THE 5TH DIMENSION: THE MAGIC GARDEN (1967)
1) Prologue; 2) The Magic Garden; 3) Summer's Daughter; 4) Dreams/Pax/Nepenthe; 5) Carpet Man; 6) Ticket To Ride; 7) Requiem: 820 Latham; 8) The Girl's Song; 9) The Worst That Could Happen; 10) Orange Air; 11) Paper Cup; 12) Epilogue.
Hey, it's a mini-rock opera! Or, uhm, more like a «mini-sunshine pop musical». The 5th Dimension, as it turns out, were anything but unambitious — or, uhm, were made to seem anything but unambitious, since the one person whose ambitions really soar here is Jimmy Webb, writing all but one (guess which) song on the album and arranging them as a conceptual suite, where the first half is about a boy and a girl falling in love and the second half is about the boy and the girl falling out of love (so much for the overall «optimistic» image of the band — although, to be fair, even some of the formally saddest songs on here still happen to have a happy glow to them). Just so you do not ever forget this, the record is framed with the exact same motif in the ʽPrologueʼ and ʽEpilogueʼ, but if you attune yourself properly to the storyline, then the first lush vocalise of "have you tried love?" will seem enticing and seductive, and the second — formally exactly the same — will seem bitter and disillusioned. The magic of Jimmy Webb, ladies and gentlemen!
Musically, as is typical for Webb, the album is still a mish-mash of lushly orchestrated and richly harmonized ballads with bouncy-friendly, hook-filled pop songs. The ballads all sound like next door neighbors of ʽMacArthur Parkʼ, though shorter in stature and simpler in character — and not particularly memorable, except for the overall impression from the rich orchestral / vocal coating, be it more in the traditional standard way (ʽSummer's Daughterʼ) or in the baroque-meets-Indian way (ʽDreams / Pax / Nepentheʼ, with the obligatory, and slightly ridiculous, mix of harpsichords and sitars). ʽThe Worst That Could Happenʼ is the most notorious of these tunes, due to the smash hit version produced a little later by Johnny Maestro & The Brooklyn Bridge, but it is simply way too schmaltzy and pompous to be taken seriously (and I still cannot decide if the unexpected launch into Mendelssohn at the point where she's leaving him and marrying another is a smart musical decision or just a cheap corny move — possibly both); much better and more genuinely soulful is ʽRequiem: 820 Lathamʼ, with an appropriately requiem-like piano and organ arrangement and a passionate vocal performance from Billy Davis Jr. that is every bit as respectable as any major soul anthem of the era.

■ Supplied data ■
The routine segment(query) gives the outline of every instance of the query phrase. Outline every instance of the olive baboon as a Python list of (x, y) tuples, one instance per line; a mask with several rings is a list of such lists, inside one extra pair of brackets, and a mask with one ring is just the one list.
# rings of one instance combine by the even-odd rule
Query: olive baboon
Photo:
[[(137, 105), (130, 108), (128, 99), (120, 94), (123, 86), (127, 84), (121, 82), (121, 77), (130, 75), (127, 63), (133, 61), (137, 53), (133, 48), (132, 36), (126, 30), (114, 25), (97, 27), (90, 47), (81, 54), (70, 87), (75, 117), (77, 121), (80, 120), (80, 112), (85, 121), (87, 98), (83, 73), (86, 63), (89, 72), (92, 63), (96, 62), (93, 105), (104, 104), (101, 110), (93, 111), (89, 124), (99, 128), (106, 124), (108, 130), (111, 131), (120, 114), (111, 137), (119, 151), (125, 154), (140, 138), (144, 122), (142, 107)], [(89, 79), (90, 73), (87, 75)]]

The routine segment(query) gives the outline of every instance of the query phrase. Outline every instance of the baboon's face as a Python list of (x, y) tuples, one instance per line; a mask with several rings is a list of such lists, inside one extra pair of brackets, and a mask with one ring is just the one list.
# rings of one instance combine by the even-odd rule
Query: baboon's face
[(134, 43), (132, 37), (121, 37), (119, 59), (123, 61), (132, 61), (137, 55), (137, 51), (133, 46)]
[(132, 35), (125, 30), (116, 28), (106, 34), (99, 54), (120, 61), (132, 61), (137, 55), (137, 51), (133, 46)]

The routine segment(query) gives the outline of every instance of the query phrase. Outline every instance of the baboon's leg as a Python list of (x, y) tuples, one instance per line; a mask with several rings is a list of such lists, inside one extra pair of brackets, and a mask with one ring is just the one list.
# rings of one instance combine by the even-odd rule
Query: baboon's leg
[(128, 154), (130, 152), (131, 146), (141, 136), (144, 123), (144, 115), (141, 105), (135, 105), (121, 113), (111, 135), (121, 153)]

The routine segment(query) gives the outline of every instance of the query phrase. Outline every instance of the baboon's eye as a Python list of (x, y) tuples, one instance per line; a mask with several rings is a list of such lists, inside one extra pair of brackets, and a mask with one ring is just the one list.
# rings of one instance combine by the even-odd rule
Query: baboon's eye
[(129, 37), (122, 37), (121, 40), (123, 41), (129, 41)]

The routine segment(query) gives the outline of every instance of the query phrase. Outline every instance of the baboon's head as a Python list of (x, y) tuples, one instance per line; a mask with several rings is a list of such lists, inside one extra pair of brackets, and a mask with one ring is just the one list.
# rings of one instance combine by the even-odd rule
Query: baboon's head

■ Task objective ■
Please answer from the album review above: whose vocal performance on "Requiem: 820 Latham" does it praise?

■ Response for this exercise ■
Billy Davis Jr.'s